** Begin SELECTED EXCERPT **

Why It’s Okay to Spend on Quality

How emotional money blocks show up - and what it means to choose something beautiful anyway.

By Shannon Kate Murray, founder & editor of high flying design

Growing up, I always appreciated quality.

Not flash or big brands - just the things that made everyday life feel a little more beautiful.

Miss Dior perfume. Estée Lauder Double Wear Foundation (yep, full-face in sixth form). MAC Lipstick. GHD straighteners. Paperchase - the whole shop, especially if you had a matching set. A MacBook Pro, if you were lucky.

They were little luxuries. Tiny upgrades that made you feel like you mattered.

But choosing those things for myself - even when I could afford them? That took a while.

Maybe you get it. These days, it might be a cream Smeg kettle that makes mornings feel calmer. Linen sheets that actually hold their shape. A proper office chair. Framed art prints that feel intentional, not mass-produced. A bag that won’t fall apart by Friday.

** End SELECTED EXCERPT **

● **COMPLETE THE FOLLOWING**
1. In the essay on spending on quality, who is the founder and editor of high flying design?
2. Which items does the essay on spending on quality list as the little luxuries the author appreciated while growing up?
3. Reproduce the part of the essay on spending on quality between "Miss Dior perfume." and "apart by Friday.", inclusive.

** Begin DATASET EXTRACT **

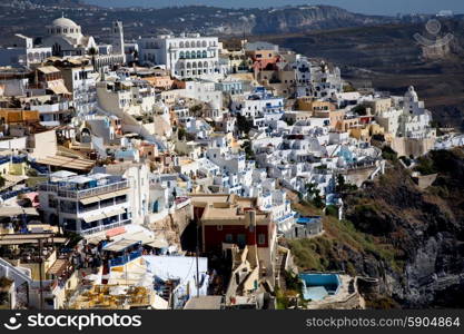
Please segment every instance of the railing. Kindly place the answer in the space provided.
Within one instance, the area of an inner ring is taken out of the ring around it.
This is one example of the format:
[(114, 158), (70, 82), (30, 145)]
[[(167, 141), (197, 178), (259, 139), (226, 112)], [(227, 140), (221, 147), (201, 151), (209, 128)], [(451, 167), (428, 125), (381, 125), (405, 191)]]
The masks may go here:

** End DATASET EXTRACT **
** Begin DATASET EXTRACT **

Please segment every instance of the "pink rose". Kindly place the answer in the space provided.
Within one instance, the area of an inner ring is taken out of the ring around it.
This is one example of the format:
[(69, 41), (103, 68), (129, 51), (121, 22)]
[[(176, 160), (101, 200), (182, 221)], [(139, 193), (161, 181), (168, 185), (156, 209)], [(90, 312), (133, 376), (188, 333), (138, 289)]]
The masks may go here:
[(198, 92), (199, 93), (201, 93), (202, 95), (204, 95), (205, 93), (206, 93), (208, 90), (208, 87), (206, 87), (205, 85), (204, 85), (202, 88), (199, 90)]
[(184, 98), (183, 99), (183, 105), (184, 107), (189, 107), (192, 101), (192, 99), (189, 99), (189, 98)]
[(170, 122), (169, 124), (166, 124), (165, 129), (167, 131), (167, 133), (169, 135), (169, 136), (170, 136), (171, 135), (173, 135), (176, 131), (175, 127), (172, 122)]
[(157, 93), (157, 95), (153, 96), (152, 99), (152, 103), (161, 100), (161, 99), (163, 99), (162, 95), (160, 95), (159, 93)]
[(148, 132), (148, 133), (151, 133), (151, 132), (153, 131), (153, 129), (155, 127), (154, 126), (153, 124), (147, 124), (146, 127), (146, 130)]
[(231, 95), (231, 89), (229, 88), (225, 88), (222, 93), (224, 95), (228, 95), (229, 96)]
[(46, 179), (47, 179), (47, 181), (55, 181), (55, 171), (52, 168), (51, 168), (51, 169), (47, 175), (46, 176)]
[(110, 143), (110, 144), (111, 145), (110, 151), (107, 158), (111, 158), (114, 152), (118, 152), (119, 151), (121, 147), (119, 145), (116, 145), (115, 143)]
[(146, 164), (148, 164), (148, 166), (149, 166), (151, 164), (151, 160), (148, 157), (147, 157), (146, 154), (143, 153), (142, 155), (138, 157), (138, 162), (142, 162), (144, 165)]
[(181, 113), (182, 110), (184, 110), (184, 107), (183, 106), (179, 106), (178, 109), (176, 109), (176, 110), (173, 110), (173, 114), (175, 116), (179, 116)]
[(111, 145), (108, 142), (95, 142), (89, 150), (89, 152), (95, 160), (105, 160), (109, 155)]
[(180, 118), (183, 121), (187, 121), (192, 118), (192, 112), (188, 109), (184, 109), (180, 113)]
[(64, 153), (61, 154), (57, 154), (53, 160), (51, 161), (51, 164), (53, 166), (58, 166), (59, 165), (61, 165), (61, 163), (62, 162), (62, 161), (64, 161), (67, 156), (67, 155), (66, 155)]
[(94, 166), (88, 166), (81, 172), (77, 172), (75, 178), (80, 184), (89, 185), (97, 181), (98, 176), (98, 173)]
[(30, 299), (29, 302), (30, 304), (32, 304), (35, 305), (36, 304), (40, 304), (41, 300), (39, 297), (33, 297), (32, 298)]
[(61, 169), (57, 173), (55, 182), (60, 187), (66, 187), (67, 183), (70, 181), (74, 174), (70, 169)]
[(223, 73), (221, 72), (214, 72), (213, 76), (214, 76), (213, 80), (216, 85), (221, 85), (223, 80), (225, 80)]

** End DATASET EXTRACT **

● **RESULTS FOR THE EXERCISE**
1. Shannon Kate Murray

2.
- Miss Dior perfume
- Estée Lauder Double Wear Foundation
- MAC Lipstick
- GHD straighteners
- Paperchase (the whole shop)
- A MacBook Pro

3.
Miss Dior perfume. Estée Lauder Double Wear Foundation (yep, full-face in sixth form). MAC Lipstick. GHD straighteners. Paperchase - the whole shop, especially if you had a matching set. A MacBook Pro, if you were lucky.

They were little luxuries. Tiny upgrades that made you feel like you mattered.

But choosing those things for myself - even when I could afford them? That took a while.

Maybe you get it. These days, it might be a cream Smeg kettle that makes mornings feel calmer. Linen sheets that actually hold their shape. A proper office chair. Framed art prints that feel intentional, not mass-produced. A bag that won’t fall apart by Friday.